Start of Listed entries

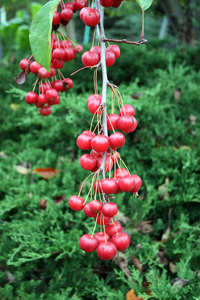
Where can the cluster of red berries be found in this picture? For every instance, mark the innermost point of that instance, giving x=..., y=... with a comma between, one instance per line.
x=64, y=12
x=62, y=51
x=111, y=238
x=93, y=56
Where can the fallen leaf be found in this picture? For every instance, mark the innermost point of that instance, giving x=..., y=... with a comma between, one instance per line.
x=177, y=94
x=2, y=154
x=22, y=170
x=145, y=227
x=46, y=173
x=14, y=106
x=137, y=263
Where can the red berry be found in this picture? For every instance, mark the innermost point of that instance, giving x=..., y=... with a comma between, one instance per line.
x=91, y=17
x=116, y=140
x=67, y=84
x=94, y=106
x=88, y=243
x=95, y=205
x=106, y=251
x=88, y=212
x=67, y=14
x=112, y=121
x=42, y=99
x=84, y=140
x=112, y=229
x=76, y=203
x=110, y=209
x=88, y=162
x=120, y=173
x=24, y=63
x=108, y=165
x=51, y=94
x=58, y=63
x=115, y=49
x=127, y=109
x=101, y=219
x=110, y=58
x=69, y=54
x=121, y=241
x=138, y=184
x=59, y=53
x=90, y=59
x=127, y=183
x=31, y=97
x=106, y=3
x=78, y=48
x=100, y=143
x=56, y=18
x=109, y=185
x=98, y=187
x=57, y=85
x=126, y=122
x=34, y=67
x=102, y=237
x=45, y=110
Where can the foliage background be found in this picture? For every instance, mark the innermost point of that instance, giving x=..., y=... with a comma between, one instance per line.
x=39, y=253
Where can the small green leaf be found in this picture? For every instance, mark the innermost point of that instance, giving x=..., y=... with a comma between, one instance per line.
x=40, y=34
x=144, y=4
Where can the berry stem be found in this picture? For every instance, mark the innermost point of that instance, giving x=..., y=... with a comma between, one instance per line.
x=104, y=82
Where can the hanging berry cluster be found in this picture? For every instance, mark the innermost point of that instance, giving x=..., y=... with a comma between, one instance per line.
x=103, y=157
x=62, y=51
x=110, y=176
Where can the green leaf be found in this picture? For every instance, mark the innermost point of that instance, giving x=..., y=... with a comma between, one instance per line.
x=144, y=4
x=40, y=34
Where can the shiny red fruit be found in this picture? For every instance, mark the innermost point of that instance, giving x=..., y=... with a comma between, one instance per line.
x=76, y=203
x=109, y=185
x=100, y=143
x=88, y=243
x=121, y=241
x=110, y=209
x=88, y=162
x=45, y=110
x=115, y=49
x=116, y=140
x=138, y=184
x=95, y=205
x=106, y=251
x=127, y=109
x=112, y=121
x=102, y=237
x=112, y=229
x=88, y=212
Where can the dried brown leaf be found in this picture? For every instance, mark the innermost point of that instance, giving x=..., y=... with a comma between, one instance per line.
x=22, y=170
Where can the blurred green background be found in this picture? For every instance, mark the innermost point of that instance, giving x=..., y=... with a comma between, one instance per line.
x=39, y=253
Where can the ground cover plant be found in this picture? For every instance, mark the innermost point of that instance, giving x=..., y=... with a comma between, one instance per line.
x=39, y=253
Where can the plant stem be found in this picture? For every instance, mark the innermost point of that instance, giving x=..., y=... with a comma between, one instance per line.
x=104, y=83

End of Listed entries
Start of Listed entries

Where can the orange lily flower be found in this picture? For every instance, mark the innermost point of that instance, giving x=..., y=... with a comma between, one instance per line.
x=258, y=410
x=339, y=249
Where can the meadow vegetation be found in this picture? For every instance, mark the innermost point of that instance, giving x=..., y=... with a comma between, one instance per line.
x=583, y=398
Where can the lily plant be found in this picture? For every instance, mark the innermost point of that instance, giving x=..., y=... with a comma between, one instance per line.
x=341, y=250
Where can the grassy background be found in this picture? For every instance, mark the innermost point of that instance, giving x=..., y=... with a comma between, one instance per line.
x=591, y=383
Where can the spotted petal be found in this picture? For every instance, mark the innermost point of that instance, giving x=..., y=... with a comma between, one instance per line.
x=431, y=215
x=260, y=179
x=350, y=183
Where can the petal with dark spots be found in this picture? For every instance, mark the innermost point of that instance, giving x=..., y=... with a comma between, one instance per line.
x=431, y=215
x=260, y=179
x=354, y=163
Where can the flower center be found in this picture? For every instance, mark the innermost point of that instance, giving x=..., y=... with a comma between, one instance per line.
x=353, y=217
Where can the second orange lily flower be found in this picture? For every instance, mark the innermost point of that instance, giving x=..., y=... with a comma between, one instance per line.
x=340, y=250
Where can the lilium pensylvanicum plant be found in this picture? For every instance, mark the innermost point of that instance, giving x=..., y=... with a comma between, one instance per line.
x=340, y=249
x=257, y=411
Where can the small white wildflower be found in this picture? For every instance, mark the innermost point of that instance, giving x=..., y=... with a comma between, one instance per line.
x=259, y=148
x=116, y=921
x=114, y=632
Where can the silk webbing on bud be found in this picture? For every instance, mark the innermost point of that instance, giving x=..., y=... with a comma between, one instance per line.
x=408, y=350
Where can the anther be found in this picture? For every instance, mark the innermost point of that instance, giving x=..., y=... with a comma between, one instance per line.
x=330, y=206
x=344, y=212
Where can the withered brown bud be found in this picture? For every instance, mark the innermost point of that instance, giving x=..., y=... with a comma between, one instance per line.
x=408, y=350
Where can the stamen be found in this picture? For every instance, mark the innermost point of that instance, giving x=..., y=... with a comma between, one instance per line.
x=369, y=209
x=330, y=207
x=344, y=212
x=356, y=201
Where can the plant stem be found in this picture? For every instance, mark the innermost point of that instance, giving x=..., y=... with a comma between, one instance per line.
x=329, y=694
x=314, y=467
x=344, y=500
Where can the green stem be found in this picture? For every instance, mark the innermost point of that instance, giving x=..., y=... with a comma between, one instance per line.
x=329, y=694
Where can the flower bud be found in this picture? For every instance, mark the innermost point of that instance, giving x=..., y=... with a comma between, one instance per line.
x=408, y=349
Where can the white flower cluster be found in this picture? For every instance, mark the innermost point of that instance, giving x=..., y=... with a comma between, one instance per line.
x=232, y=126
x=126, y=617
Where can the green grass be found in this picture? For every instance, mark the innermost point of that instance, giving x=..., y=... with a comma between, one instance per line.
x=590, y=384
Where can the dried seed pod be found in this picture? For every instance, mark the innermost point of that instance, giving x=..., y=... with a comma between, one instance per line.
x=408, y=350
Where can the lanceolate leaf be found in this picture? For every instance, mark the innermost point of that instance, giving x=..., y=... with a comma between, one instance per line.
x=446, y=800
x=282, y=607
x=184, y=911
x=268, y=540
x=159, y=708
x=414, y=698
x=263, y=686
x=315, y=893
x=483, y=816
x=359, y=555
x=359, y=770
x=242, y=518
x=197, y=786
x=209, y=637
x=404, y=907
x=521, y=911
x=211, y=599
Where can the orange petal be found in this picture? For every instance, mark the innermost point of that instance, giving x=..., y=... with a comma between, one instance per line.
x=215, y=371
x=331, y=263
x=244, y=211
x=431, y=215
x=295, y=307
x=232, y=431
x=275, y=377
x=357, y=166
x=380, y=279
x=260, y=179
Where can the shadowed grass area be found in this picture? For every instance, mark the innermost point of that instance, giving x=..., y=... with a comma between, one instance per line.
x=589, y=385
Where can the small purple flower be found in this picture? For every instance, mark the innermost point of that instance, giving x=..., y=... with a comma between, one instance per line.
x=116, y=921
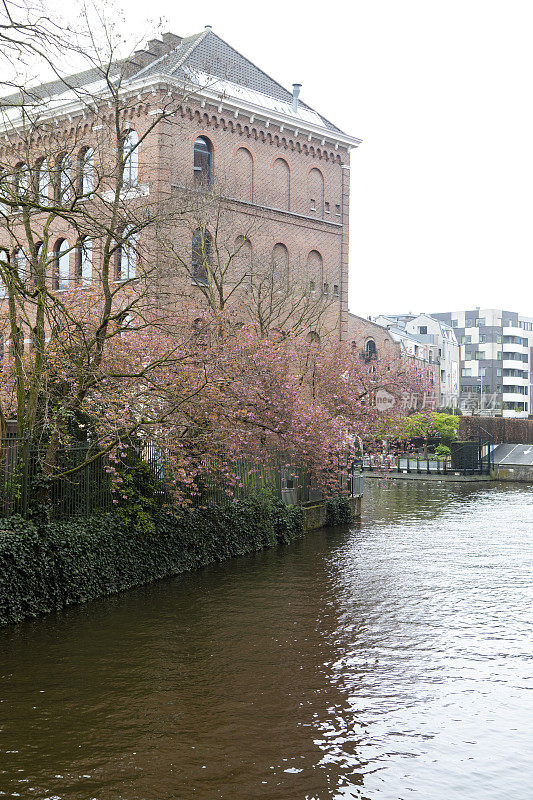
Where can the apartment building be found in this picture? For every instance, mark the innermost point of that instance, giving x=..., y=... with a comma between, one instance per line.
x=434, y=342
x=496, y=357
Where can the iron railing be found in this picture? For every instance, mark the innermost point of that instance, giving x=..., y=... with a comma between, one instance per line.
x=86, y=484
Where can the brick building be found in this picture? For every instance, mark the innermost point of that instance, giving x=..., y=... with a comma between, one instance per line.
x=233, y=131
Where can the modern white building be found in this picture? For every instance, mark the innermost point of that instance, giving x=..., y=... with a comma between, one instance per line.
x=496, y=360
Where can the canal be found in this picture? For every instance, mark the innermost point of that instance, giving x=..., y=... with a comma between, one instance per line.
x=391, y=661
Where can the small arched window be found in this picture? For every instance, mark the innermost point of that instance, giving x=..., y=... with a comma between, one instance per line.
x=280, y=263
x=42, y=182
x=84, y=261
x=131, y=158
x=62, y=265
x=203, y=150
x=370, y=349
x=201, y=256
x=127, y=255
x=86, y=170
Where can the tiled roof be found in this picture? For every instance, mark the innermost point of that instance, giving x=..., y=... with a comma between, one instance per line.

End of Listed entries
Start of Listed entries

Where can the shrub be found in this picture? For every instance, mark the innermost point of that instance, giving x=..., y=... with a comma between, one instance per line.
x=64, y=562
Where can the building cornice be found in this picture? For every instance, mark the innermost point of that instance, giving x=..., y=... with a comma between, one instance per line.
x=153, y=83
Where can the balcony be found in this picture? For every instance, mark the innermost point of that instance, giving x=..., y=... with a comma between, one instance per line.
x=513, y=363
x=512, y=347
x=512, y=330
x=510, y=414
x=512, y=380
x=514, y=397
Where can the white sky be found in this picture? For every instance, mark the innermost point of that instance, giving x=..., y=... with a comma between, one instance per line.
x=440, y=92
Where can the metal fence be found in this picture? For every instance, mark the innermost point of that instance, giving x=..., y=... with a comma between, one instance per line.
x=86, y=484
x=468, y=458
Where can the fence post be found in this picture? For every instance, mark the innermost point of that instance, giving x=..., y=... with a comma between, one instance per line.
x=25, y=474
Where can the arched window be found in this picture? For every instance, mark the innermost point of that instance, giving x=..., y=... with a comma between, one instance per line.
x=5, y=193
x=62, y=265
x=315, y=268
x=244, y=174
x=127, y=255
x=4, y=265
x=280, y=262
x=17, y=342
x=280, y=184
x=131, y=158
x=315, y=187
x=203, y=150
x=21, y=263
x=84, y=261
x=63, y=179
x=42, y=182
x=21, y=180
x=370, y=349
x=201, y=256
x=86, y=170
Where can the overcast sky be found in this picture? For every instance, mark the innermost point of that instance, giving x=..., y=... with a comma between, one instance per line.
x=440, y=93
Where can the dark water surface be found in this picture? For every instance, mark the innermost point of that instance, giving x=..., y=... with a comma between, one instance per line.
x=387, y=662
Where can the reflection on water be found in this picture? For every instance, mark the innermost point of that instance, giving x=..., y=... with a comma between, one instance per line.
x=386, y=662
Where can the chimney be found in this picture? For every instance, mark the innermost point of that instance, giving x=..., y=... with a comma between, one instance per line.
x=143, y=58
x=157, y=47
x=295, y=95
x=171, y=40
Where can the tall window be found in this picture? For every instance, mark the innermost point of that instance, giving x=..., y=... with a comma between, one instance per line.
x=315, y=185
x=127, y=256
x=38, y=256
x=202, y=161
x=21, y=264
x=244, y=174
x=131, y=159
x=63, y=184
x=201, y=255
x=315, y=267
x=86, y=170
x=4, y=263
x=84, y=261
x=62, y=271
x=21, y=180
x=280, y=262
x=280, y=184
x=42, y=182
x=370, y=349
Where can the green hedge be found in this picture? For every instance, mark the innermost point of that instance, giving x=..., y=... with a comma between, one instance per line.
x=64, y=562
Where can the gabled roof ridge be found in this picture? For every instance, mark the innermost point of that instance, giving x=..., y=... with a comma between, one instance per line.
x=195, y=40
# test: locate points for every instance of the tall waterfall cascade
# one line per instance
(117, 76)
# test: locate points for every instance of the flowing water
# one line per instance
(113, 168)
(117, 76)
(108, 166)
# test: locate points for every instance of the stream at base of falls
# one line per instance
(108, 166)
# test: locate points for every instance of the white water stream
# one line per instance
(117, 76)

End of Listed entries

In the records above, the line with "Where can the iron" marks the start and the line with "Where can the tiled" marks the end; copy that stretch exactly, both lines included, and nothing else.

Where can the iron railing be found in this picture? For every instance, mark the innermost point of that instance, giving x=..., y=... with a comma between, one instance per line.
x=86, y=484
Where can the brick building be found in this picture? For every instance, mark the innermost point of that instance, giving x=..., y=... with a comma between, one instance per line.
x=233, y=131
Where can the modern white building be found in this picture? For every instance, mark the innermost point of that instance, giving x=..., y=... with a comma between, one instance per line.
x=496, y=360
Where can the canal be found in this picture? For every instance, mark the innermost point of that instance, giving x=..., y=... with a comma between, one instance per line.
x=391, y=661
Where can the small arched window be found in this picture? For every instance, mark the innermost point of that instance, giving x=..., y=... with a comma between, one instance per line.
x=280, y=263
x=42, y=182
x=84, y=261
x=131, y=158
x=62, y=265
x=203, y=150
x=370, y=349
x=201, y=256
x=127, y=255
x=86, y=170
Where can the tiled roof be found in this picture? For every instance, mark the innermost point of that instance, giving x=..., y=... with a comma between, one instance per line.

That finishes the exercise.